EXTRACT:

⁂

Maureen Conway is a vice president of the Aspen Institute and Executive Director of the Institute's Economic Opportunities Program (EOP). Ms. Conway founded EOP's Workforce Strategies Initiative and has headed up workforce research at the Aspen Institute since 1999. She leads a team of researchers and consultants in a variety of initiatives to identify and advance strategies that help low-income Americans gain ground in today's labor market.

The American workforce started out as the goose that laid the golden egg for American business, but now it is suffering a death of 1,000 cuts. Americans work harder than almost anyone else in the world, putting in more hours per week and more weeks per year than workers in most other developed countries.

This hard-working, well-educated workforce contributed to successful and prosperous American businesses in the post-war period and beyond. But from the late 1970s into early 1980s, the economic growth America's workforce powered stopped benefiting many workers.

Market forces that normally kept prices in check were now helping to drive down wages.

Businesses used a range of strategies to hold down wage growth -- outsourcing, subcontracting, avoiding union organizing and more. Technology allowed companies to pit workers in disparate locations around the globe against each other.

Work was and is increasingly organized in ways that add stress to working people's lives. Companies often tightly control hours, leaving working people with erratic and unpredictable schedules (and incomes). Employers sometimes reclassify segments of their workforce as contractors in order to avoid the costs of disability and life insurance, paid sick or vacation time and other benefits that can be critical sources of economic stability for a working family.

As corporations lower their compensation costs by holding down the cost of employee benefits, they increased employee alienation, weakening trust and dampening enthusiasm for the work. Research bears this out, noting that an "easy hire, easy fire" policy leads to diminished worker productivity and innovation.

It doesn't have to be this way. First, there is a range of research that is now getting attention that looks at how investment in workers can pay off for companies in the long term. Zeynep Ton's book The Good Jobs Strategy details how four retailers -- who compete fiercely in their segments and seek to keep prices low -- succeed by investing in their workers. This investment can mean:

•Training workers so they are well-prepared to contribute
•Offering compensation packages and schedules that workers perceive as fair and that give their employees a measure of economic stability and security
•Empowering workers to make decisions, solve problems for customers, and contribute to the business in meaningful ways.

The Hitachi Foundation has documented many firms, especially in the healthcare and manufacturing sectors, that outperform their peers but still manage to provide quality jobs. These firms believe in the old adage that people are their best assets, and in turn they invest in their people. As a result, they see a strong return on that investment.

The founder of Kyocera Corp., Kazuo Inamori, entrepreneur, management guru and Buddhist priest, believes in putting employees first. "If you want eggs, take care of the hen," he says. "If you bully or kill the hen, it's not going to work." Inamori's success is based on a view diametrically opposite the prevailing business philosophy on Wall Street. "At times company management has to say no to shareholders' selfish requests."

Meanwhile in Seattle, Dan Price, the CEO of Gravity Payments, turned heads when he announced that the minimum wage at his company would be $70,000. Six months after the announcement, revenues have grown at double the previous rate. Profits have also doubled. Gravity's customer retention rate rose from 91 to 95 percent.

⁂

PROVIDED MATERIAL:
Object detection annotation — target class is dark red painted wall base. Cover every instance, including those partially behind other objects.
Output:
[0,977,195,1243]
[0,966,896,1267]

⁂

Name every person mentioned by name in the article on the American workforce.

FULL ANSWER: Maureen Conway, Zeynep Ton, Kazuo Inamori, Dan Price